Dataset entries
____

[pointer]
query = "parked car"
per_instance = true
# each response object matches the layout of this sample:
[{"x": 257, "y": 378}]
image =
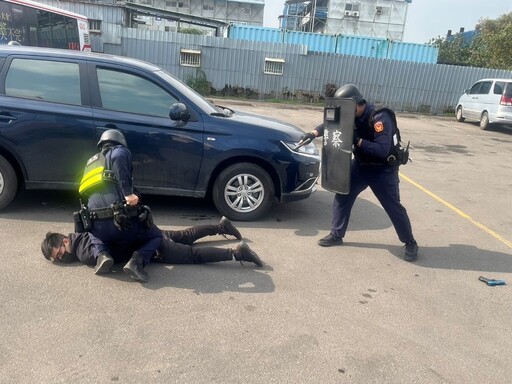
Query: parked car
[
  {"x": 54, "y": 105},
  {"x": 488, "y": 101}
]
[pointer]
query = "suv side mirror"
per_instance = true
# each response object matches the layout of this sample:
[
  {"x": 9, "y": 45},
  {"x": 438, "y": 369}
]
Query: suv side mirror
[{"x": 179, "y": 112}]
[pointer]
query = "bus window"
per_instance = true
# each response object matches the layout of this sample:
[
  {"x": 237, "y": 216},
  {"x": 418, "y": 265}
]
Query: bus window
[{"x": 30, "y": 23}]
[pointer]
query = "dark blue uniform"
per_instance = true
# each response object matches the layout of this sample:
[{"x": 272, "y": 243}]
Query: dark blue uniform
[
  {"x": 138, "y": 237},
  {"x": 176, "y": 248},
  {"x": 370, "y": 169}
]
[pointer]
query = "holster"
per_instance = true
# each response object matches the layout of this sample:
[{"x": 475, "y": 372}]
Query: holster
[{"x": 82, "y": 220}]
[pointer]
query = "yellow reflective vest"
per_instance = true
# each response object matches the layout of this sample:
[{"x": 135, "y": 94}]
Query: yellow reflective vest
[{"x": 95, "y": 174}]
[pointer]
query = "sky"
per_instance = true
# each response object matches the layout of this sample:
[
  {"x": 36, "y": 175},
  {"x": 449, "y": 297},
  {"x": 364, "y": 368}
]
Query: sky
[{"x": 426, "y": 19}]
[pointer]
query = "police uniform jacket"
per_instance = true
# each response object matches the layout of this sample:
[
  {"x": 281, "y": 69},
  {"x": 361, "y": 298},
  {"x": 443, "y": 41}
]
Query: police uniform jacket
[{"x": 377, "y": 133}]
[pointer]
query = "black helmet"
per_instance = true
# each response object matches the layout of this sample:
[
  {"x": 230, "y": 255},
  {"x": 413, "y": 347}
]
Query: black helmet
[
  {"x": 350, "y": 91},
  {"x": 112, "y": 136}
]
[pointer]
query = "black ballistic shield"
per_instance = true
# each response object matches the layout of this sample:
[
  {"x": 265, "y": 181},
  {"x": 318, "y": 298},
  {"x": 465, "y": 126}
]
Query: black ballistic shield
[{"x": 339, "y": 115}]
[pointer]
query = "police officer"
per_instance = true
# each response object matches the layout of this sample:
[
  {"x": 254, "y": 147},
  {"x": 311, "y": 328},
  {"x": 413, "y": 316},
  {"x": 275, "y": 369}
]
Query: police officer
[
  {"x": 114, "y": 207},
  {"x": 374, "y": 141}
]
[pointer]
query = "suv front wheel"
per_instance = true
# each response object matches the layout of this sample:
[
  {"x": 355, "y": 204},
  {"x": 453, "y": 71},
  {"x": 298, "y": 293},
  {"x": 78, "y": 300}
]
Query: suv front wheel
[
  {"x": 458, "y": 116},
  {"x": 484, "y": 121},
  {"x": 243, "y": 192},
  {"x": 8, "y": 183}
]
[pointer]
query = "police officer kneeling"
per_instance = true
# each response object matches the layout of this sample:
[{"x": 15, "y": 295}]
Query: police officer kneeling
[
  {"x": 113, "y": 213},
  {"x": 375, "y": 163}
]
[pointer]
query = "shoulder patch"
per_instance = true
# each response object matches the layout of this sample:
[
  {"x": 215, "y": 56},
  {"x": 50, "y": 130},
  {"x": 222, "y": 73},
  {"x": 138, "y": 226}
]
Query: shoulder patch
[{"x": 378, "y": 126}]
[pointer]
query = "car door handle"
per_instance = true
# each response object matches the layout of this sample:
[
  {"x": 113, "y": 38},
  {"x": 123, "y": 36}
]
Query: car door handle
[
  {"x": 100, "y": 130},
  {"x": 6, "y": 117}
]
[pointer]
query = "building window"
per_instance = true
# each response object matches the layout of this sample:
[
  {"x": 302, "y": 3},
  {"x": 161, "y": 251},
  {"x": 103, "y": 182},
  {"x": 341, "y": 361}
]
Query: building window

____

Work to be completed:
Go through the records. Copy each line where "building" appears.

Response:
query = "building window"
Query: building window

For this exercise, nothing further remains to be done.